### ИСХОДНЫЙ ТЕКСТ
────

Специфика России, Украины и других постсоветских стран состоит ещё и в том, что социальное государство, разрушаемое неолиберальным наступлением, не является органической частью буржуазной системы. Здесь, конечно, можно сделать оговорку. В известном смысле и на Западе социальное государство представляет собой небуржуазный и некапиталистический элемент в капиталистической системе (так же, как буржуазные институты могли существовать в рамках феодального общества и государства позднего Средневековья и раннего Нового Времени). Но тут есть различие. Даже если институты социального государства современного Запада являются своего рода элементом социализма в капитализме, даже если они своим возникновением обязаны в первую очередь классовой борьбе трудящихся, эти структуры всё равно сложились и выросли внутри капиталистической системы, адаптированы к ней, к соответственному типу социального расслоения, классовых противоречий, экономических отношений и т. д. Напротив, в России и Украине мы имеем сегодня остатки советского социального государства, в значительной мере разложившиеся, отчасти приспособившиеся к новому порядку, но всё равно не связанные с ним органически. Именно это делает конфликт ещё более напряжённым и радикальным. Ведь в Западной Европе капитал может теснить социальное государство по мере того, как меняется соотношение сил, но всё это происходит в рамках позиционной войны, ведущейся внутри общества, более или менее сохраняющего свою целостность. А в наших краях цель капитала состоит не в том, чтобы потеснить эти структуры, а в том, чтобы их разрушить полностью, уничтожить как таковые, ликвидировать чужеродный элемент, не вписывающийся в новую систему. И это по-своему логично. Капитализм вполне естественно стремится уничтожить, скажем, систему образования, построенную таким образом, что она полностью игнорирует классовые различия и присущий буржуазному обществу тип разделения труда. Оно, это всё ещё советское образование, не может даже играть роль полноценного «социального лифта», как в других буржуазных странах, ибо строилось с совершенно иными целями.

────

### Записи набора данных
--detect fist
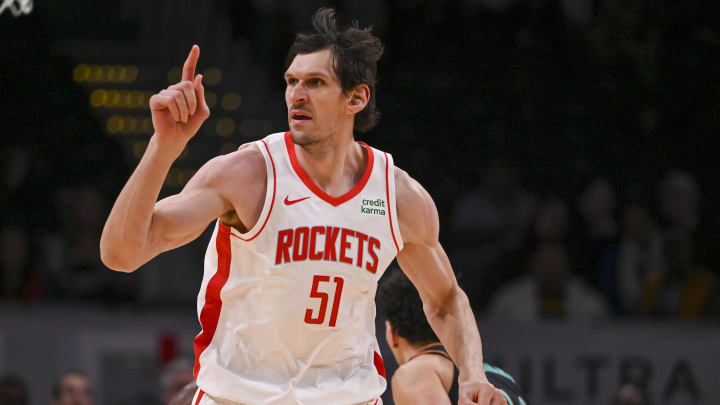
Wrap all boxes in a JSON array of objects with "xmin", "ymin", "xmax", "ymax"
[
  {"xmin": 459, "ymin": 381, "xmax": 507, "ymax": 405},
  {"xmin": 150, "ymin": 45, "xmax": 210, "ymax": 155}
]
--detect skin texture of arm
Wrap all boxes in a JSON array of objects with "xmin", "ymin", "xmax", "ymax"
[
  {"xmin": 395, "ymin": 168, "xmax": 505, "ymax": 405},
  {"xmin": 100, "ymin": 140, "xmax": 267, "ymax": 272},
  {"xmin": 391, "ymin": 355, "xmax": 453, "ymax": 405}
]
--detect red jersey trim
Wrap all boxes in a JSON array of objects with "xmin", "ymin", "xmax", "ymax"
[
  {"xmin": 373, "ymin": 351, "xmax": 387, "ymax": 379},
  {"xmin": 194, "ymin": 390, "xmax": 205, "ymax": 405},
  {"xmin": 383, "ymin": 152, "xmax": 400, "ymax": 254},
  {"xmin": 285, "ymin": 131, "xmax": 375, "ymax": 207},
  {"xmin": 193, "ymin": 224, "xmax": 232, "ymax": 380},
  {"xmin": 231, "ymin": 139, "xmax": 277, "ymax": 242}
]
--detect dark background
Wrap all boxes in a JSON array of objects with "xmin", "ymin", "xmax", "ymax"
[{"xmin": 0, "ymin": 0, "xmax": 720, "ymax": 402}]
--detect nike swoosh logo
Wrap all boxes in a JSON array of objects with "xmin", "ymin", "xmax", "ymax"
[{"xmin": 285, "ymin": 195, "xmax": 310, "ymax": 205}]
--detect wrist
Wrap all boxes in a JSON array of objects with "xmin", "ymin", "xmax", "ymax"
[
  {"xmin": 145, "ymin": 133, "xmax": 185, "ymax": 165},
  {"xmin": 458, "ymin": 368, "xmax": 488, "ymax": 384}
]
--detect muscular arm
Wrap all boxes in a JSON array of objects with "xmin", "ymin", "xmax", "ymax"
[
  {"xmin": 395, "ymin": 169, "xmax": 504, "ymax": 404},
  {"xmin": 100, "ymin": 140, "xmax": 266, "ymax": 272}
]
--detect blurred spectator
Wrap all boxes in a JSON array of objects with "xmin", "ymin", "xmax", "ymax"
[
  {"xmin": 534, "ymin": 197, "xmax": 569, "ymax": 242},
  {"xmin": 642, "ymin": 237, "xmax": 720, "ymax": 319},
  {"xmin": 0, "ymin": 374, "xmax": 30, "ymax": 405},
  {"xmin": 610, "ymin": 384, "xmax": 652, "ymax": 405},
  {"xmin": 161, "ymin": 358, "xmax": 195, "ymax": 404},
  {"xmin": 489, "ymin": 242, "xmax": 608, "ymax": 321},
  {"xmin": 41, "ymin": 185, "xmax": 137, "ymax": 303},
  {"xmin": 451, "ymin": 160, "xmax": 536, "ymax": 310},
  {"xmin": 52, "ymin": 370, "xmax": 95, "ymax": 405},
  {"xmin": 603, "ymin": 204, "xmax": 665, "ymax": 314},
  {"xmin": 0, "ymin": 226, "xmax": 42, "ymax": 299},
  {"xmin": 571, "ymin": 178, "xmax": 619, "ymax": 288},
  {"xmin": 660, "ymin": 170, "xmax": 700, "ymax": 236}
]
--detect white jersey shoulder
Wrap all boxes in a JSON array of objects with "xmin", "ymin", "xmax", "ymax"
[{"xmin": 194, "ymin": 133, "xmax": 402, "ymax": 405}]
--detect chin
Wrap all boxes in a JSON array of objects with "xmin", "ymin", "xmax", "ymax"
[{"xmin": 290, "ymin": 129, "xmax": 316, "ymax": 146}]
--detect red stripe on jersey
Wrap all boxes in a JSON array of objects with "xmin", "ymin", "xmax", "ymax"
[
  {"xmin": 193, "ymin": 224, "xmax": 232, "ymax": 379},
  {"xmin": 195, "ymin": 390, "xmax": 205, "ymax": 405},
  {"xmin": 285, "ymin": 131, "xmax": 375, "ymax": 207},
  {"xmin": 373, "ymin": 351, "xmax": 387, "ymax": 379},
  {"xmin": 383, "ymin": 152, "xmax": 400, "ymax": 253},
  {"xmin": 232, "ymin": 139, "xmax": 277, "ymax": 242}
]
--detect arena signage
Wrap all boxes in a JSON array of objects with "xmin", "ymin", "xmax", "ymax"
[{"xmin": 480, "ymin": 322, "xmax": 720, "ymax": 405}]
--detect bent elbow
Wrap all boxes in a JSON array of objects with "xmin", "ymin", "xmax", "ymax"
[{"xmin": 100, "ymin": 238, "xmax": 140, "ymax": 273}]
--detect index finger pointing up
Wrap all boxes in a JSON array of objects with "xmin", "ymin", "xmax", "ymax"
[{"xmin": 183, "ymin": 45, "xmax": 200, "ymax": 81}]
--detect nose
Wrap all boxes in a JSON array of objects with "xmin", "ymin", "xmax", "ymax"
[{"xmin": 288, "ymin": 83, "xmax": 307, "ymax": 104}]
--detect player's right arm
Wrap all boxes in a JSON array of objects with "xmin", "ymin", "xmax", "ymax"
[{"xmin": 100, "ymin": 46, "xmax": 264, "ymax": 272}]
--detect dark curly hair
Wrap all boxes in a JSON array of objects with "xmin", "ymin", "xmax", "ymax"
[
  {"xmin": 285, "ymin": 8, "xmax": 383, "ymax": 132},
  {"xmin": 375, "ymin": 268, "xmax": 439, "ymax": 344}
]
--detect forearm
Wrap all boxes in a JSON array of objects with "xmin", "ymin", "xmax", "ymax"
[
  {"xmin": 100, "ymin": 136, "xmax": 175, "ymax": 271},
  {"xmin": 424, "ymin": 287, "xmax": 486, "ymax": 382}
]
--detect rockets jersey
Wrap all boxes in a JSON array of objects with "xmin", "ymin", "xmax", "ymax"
[{"xmin": 194, "ymin": 132, "xmax": 402, "ymax": 405}]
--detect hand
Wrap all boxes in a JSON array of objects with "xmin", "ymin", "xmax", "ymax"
[
  {"xmin": 150, "ymin": 45, "xmax": 210, "ymax": 157},
  {"xmin": 458, "ymin": 380, "xmax": 507, "ymax": 405}
]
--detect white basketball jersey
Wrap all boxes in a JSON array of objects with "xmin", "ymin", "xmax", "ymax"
[{"xmin": 194, "ymin": 132, "xmax": 402, "ymax": 405}]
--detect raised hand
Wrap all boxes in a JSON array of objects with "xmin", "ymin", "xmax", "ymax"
[{"xmin": 150, "ymin": 45, "xmax": 210, "ymax": 157}]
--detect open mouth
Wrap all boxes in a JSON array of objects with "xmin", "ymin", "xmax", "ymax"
[{"xmin": 290, "ymin": 111, "xmax": 312, "ymax": 124}]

────

### ЦЕЛЬ ЗАДАНИЯ
Продолжите текст о советском социальном государстве в постсоветских странах, начиная сразу после его последнего предложения.

### ОЖИДАЕМЫЙ ОТВЕТ
Неолиберальная политика вполне логично пытается уничтожить советские институты, но, увы, она органически неспособна создать свои собственные, в духе идей того же Шумпетера. В результате борьба либералов против советского образования на практике оборачивается и не может быть ничем иным, кроме как попыткой уничтожения массового образования вообще, борьба против советской медицины является борьбой против современной системы здравоохранения, а отказ от советской жилищной политики предполагает отсутствие жилищной политики как таковой.

Совершенно ясно, что со своей стороны борьба за сохранение образования, здравоохранения, других социальных и трудовых прав не может быть ничем иным, как борьбой против всего комплекса неолиберальной политики и не может завершиться успехом до тех пор, пока не будет уничтожен как минимум неолиберализм, если и не капитализм вообще. Однако это отнюдь не значит, будто проработку конкретных вопросов мы можем заменить общими антибуржуазными лозунгами и призывами к сопротивлению. Именно потому, что ставки в этой борьбе чрезвычайно высоки, необходим чёткий и детальный анализ ситуации, понимание реальных проблем и противоречий на местах, поиск конкретных отраслевых стратегий, которые могли бы консолидировать различные слои общества вокруг новой радикальной программы, отражающей их потребности и интересы.

Социальный диагноз, позволяющий констатировать и системно осмыслить социальную болезнь, поразившую Россию (и не только её одну), — первый шаг к общественному диалогу и выстраиванию общественно-политических коалиций, которые станут рано или поздно опорой нового левого движения.